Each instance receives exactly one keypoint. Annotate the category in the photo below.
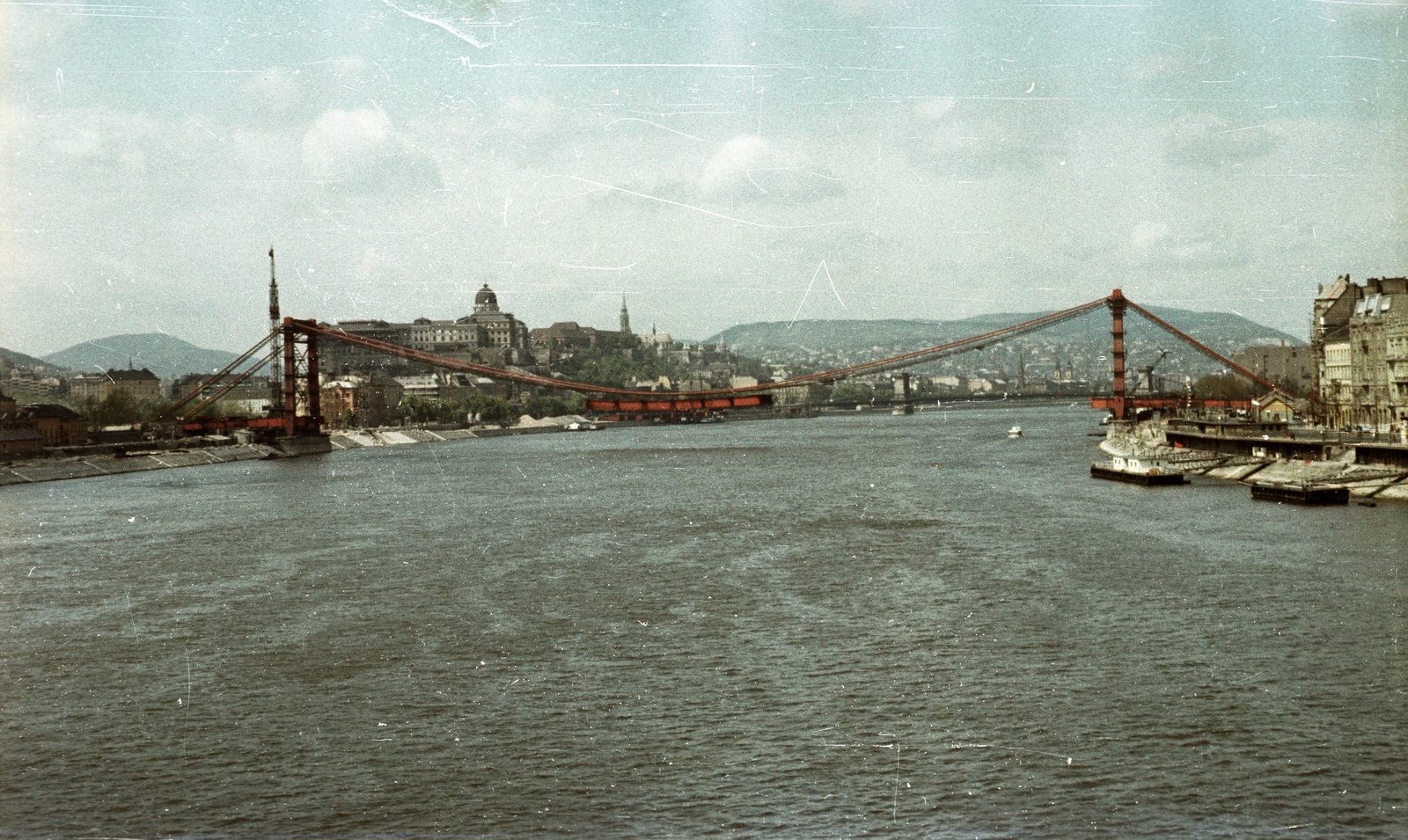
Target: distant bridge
(302, 410)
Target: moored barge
(1149, 473)
(1302, 494)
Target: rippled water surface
(823, 628)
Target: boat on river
(1302, 494)
(1138, 471)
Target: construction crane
(1147, 383)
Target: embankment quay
(1273, 453)
(91, 462)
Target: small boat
(1302, 494)
(1135, 471)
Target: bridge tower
(1117, 310)
(276, 328)
(300, 351)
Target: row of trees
(1217, 386)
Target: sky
(715, 162)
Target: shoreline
(1363, 481)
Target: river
(820, 628)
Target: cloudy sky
(717, 162)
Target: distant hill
(14, 359)
(164, 354)
(1222, 331)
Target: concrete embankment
(136, 457)
(131, 462)
(1363, 480)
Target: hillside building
(1293, 369)
(486, 337)
(140, 384)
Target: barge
(1302, 494)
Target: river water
(823, 628)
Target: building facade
(488, 337)
(1292, 369)
(1359, 337)
(140, 384)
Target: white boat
(1138, 471)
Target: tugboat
(1148, 471)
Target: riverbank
(89, 466)
(1362, 480)
(91, 462)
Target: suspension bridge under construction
(295, 344)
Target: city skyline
(717, 164)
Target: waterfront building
(58, 425)
(486, 335)
(1359, 335)
(361, 401)
(1293, 369)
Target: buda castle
(488, 337)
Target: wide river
(838, 626)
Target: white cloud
(734, 161)
(341, 142)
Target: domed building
(486, 335)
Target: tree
(544, 405)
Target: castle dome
(486, 300)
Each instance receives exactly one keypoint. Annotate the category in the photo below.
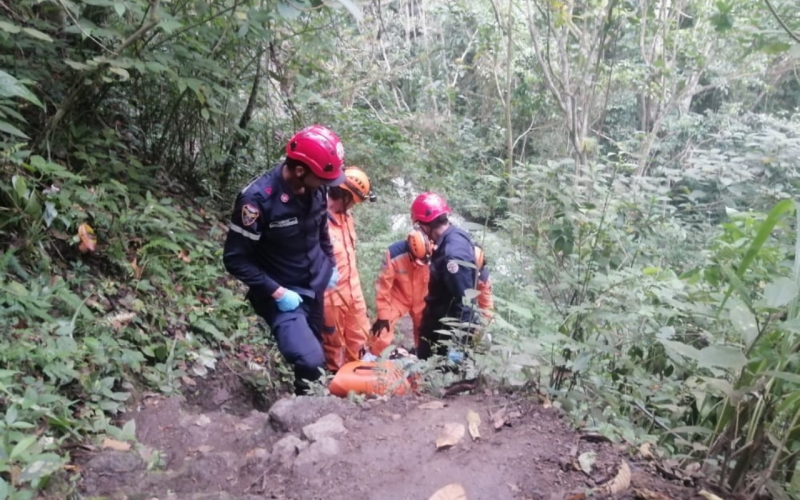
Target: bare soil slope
(326, 448)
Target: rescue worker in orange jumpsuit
(401, 288)
(345, 328)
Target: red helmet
(427, 207)
(320, 149)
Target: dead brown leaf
(474, 422)
(121, 319)
(432, 405)
(620, 483)
(643, 494)
(113, 444)
(450, 435)
(708, 495)
(646, 451)
(452, 491)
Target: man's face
(425, 228)
(310, 181)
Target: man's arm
(247, 222)
(325, 238)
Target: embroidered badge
(249, 214)
(283, 223)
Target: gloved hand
(379, 326)
(289, 301)
(334, 278)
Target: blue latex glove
(334, 278)
(455, 356)
(289, 302)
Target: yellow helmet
(419, 245)
(357, 184)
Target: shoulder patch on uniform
(249, 214)
(283, 223)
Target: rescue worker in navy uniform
(448, 280)
(278, 245)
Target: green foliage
(628, 170)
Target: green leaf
(20, 447)
(12, 130)
(121, 72)
(680, 348)
(9, 28)
(287, 11)
(11, 415)
(745, 323)
(353, 9)
(721, 356)
(775, 48)
(758, 242)
(77, 65)
(780, 292)
(788, 377)
(37, 34)
(11, 87)
(20, 186)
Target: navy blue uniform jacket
(449, 281)
(277, 238)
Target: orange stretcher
(371, 378)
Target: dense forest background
(630, 165)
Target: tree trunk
(240, 136)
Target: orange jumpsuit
(485, 300)
(346, 325)
(400, 289)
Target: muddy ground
(210, 446)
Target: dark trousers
(298, 334)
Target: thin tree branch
(788, 31)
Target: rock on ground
(328, 426)
(292, 414)
(387, 451)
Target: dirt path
(327, 448)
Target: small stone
(221, 396)
(328, 426)
(285, 450)
(325, 447)
(292, 414)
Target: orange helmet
(357, 183)
(480, 258)
(420, 246)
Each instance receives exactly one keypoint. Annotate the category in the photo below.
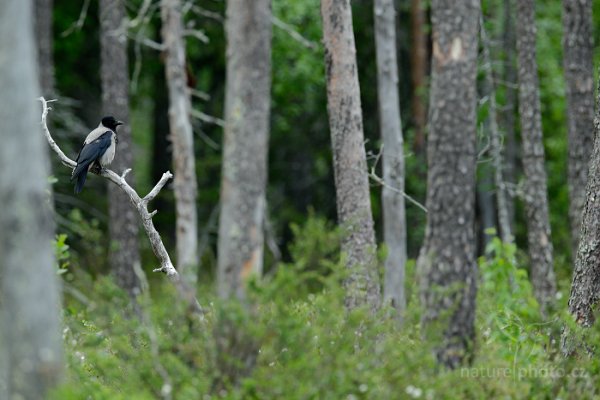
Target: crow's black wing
(91, 152)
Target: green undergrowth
(294, 339)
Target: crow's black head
(111, 123)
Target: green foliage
(295, 340)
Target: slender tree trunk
(579, 77)
(502, 196)
(447, 265)
(183, 140)
(585, 290)
(394, 219)
(244, 172)
(30, 329)
(123, 224)
(43, 34)
(418, 70)
(510, 150)
(536, 197)
(486, 206)
(349, 158)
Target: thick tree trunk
(510, 150)
(30, 329)
(447, 265)
(123, 224)
(186, 186)
(536, 197)
(585, 290)
(394, 219)
(244, 172)
(43, 33)
(418, 70)
(349, 158)
(579, 78)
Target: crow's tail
(80, 181)
(80, 174)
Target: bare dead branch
(77, 25)
(377, 179)
(141, 205)
(208, 118)
(287, 28)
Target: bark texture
(394, 218)
(502, 196)
(182, 136)
(123, 225)
(30, 328)
(447, 265)
(140, 204)
(43, 33)
(244, 171)
(508, 119)
(536, 195)
(349, 159)
(579, 78)
(585, 290)
(418, 70)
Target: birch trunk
(349, 158)
(244, 171)
(585, 290)
(394, 219)
(43, 33)
(579, 79)
(30, 328)
(446, 264)
(508, 120)
(182, 136)
(123, 225)
(502, 196)
(418, 70)
(536, 196)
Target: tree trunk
(123, 224)
(447, 265)
(349, 158)
(244, 171)
(43, 33)
(536, 197)
(30, 329)
(185, 183)
(418, 70)
(579, 78)
(510, 150)
(585, 290)
(394, 219)
(503, 203)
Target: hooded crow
(97, 152)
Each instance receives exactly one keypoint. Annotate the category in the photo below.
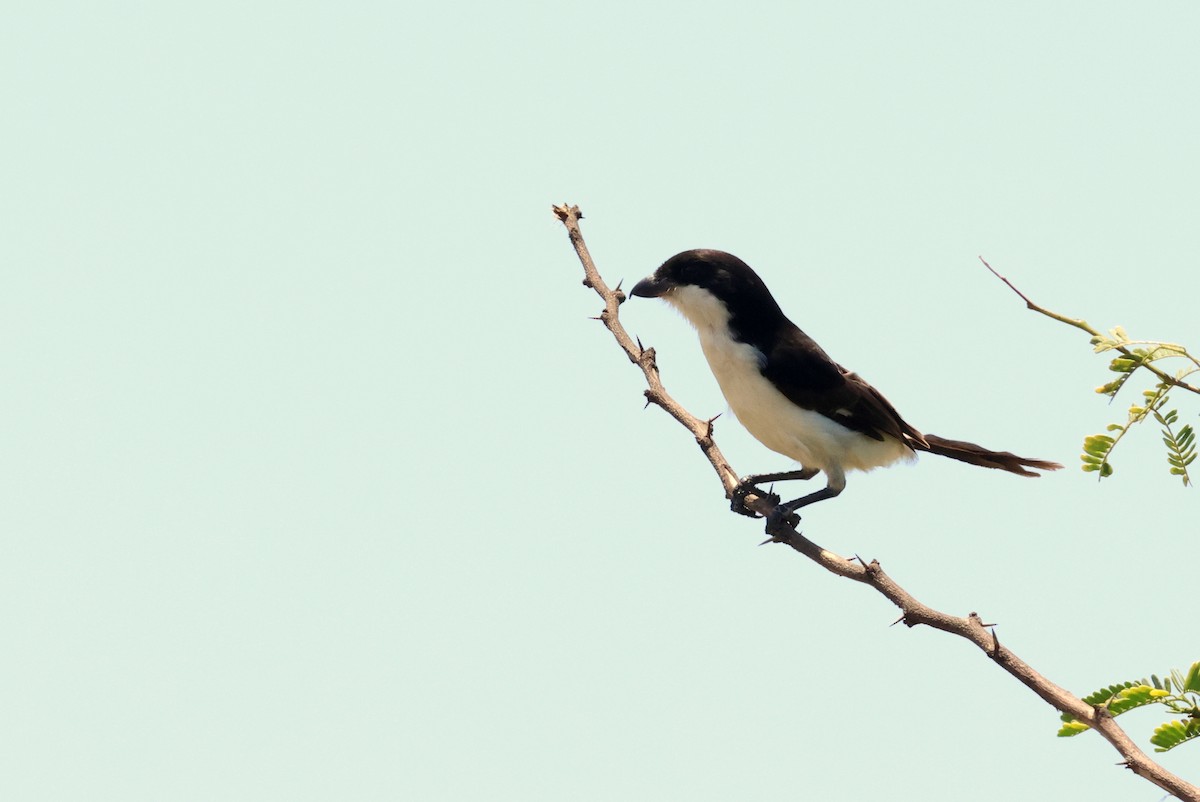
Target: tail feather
(964, 452)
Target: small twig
(1084, 325)
(971, 628)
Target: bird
(787, 391)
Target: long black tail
(964, 452)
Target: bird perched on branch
(787, 391)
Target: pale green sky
(318, 483)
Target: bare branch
(1084, 325)
(971, 627)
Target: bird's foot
(781, 515)
(747, 488)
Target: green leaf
(1192, 682)
(1135, 696)
(1171, 734)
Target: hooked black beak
(651, 287)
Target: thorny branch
(1167, 378)
(971, 627)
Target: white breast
(808, 437)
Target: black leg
(750, 485)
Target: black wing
(805, 373)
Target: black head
(724, 275)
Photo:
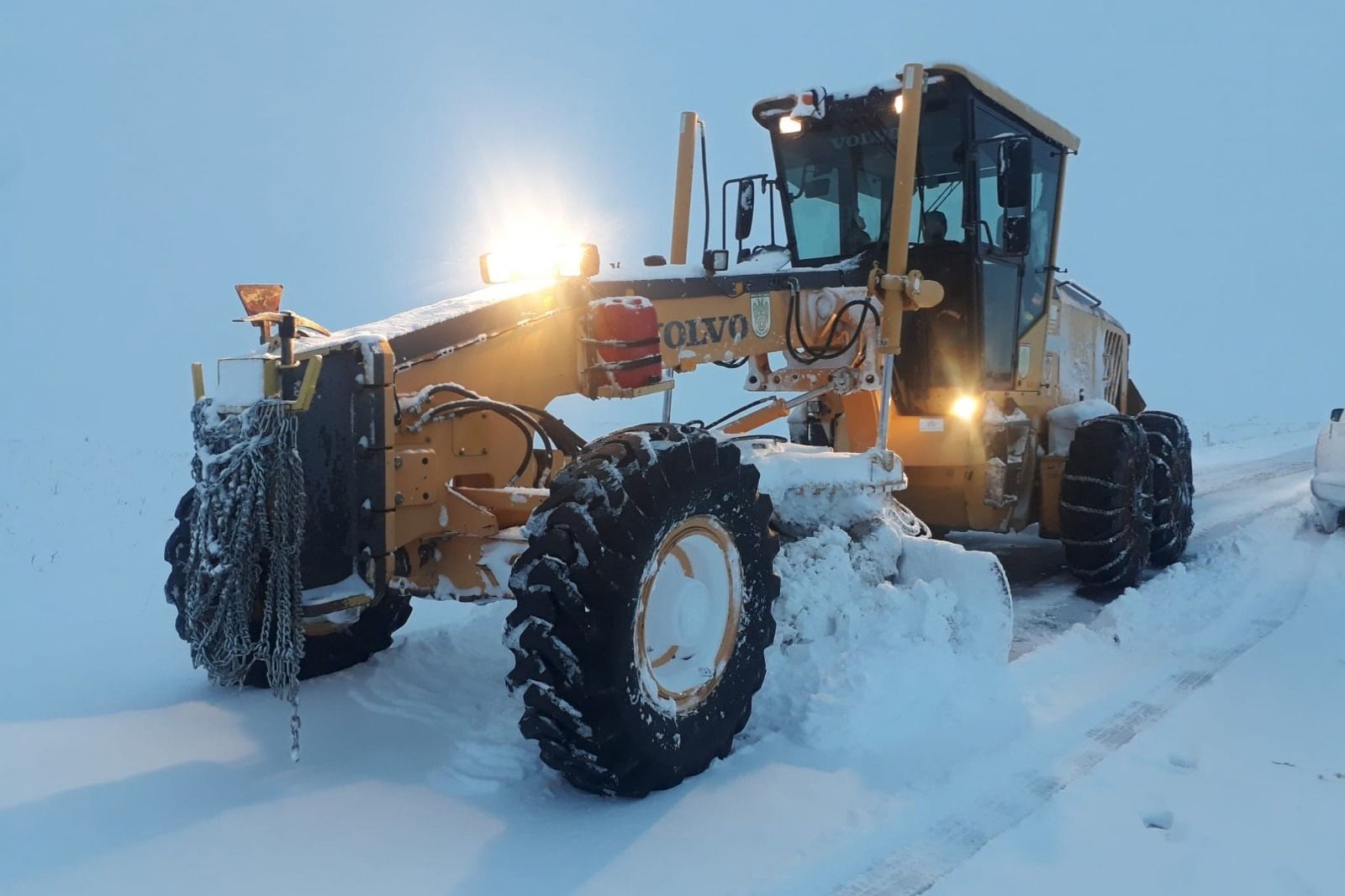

==============================

> Directions:
Please identify every line in the material above that contains the word "trunk", and copy each of those lines.

> Finished answer:
Target: tree trunk
Target: slender tree trunk
Target: thick tree trunk
Target: birch trunk
Target: tree trunk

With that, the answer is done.